Task description: Could you write out the lines below, from the one containing "Annotation task — pin every instance of the house" through the end, with the request lines unchanged and every coordinate in the answers offset by -98?

++++++++++++++++++++

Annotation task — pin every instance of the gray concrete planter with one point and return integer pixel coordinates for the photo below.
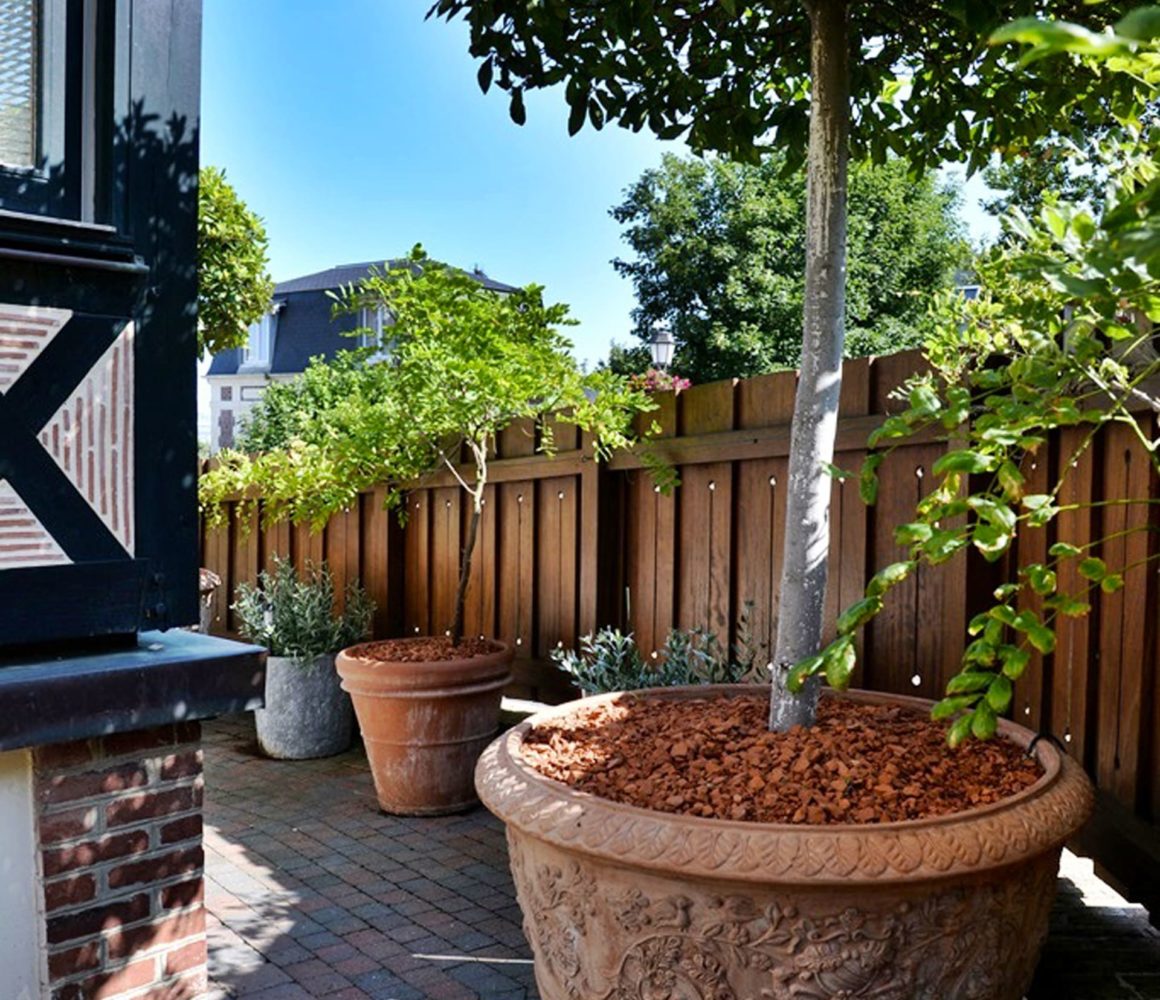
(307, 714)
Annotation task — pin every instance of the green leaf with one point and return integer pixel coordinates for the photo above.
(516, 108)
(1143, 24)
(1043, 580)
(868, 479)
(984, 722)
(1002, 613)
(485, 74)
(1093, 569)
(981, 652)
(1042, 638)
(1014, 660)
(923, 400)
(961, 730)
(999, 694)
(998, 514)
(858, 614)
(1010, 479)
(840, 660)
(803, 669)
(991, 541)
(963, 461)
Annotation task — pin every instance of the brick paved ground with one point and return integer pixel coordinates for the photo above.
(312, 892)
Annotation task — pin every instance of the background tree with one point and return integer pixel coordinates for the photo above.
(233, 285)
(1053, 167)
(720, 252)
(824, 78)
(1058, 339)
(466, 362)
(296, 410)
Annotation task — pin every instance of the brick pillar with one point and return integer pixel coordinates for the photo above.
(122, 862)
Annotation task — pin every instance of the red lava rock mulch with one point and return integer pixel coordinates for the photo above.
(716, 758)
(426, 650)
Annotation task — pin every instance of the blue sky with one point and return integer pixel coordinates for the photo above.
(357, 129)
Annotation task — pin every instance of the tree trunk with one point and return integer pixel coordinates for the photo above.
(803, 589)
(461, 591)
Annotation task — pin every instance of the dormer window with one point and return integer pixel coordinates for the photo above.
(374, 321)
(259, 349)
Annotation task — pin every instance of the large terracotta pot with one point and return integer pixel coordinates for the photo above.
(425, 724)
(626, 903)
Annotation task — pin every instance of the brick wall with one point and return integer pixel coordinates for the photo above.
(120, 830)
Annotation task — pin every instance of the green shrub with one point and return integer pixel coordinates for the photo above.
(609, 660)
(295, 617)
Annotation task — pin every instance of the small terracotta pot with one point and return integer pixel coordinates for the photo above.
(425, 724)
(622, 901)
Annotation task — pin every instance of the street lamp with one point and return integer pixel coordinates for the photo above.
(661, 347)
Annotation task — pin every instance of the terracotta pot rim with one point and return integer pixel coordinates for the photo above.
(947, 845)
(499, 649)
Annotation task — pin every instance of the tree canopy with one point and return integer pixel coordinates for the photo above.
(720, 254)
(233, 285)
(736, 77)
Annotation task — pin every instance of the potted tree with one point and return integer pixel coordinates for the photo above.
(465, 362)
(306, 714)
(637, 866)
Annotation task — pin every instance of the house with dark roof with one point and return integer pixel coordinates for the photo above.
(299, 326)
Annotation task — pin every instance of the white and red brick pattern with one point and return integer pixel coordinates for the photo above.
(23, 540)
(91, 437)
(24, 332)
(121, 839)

++++++++++++++++++++

Correct response:
Annotation task — pin every instance of the house with dark roof with one point and return integer pixel coordinates for the photo above.
(201, 228)
Annotation task — pin every instance of the white and red brick pattern with one point and return integer pixel coordinates for the photo above.
(-75, 442)
(-7, 339)
(-74, 234)
(23, 741)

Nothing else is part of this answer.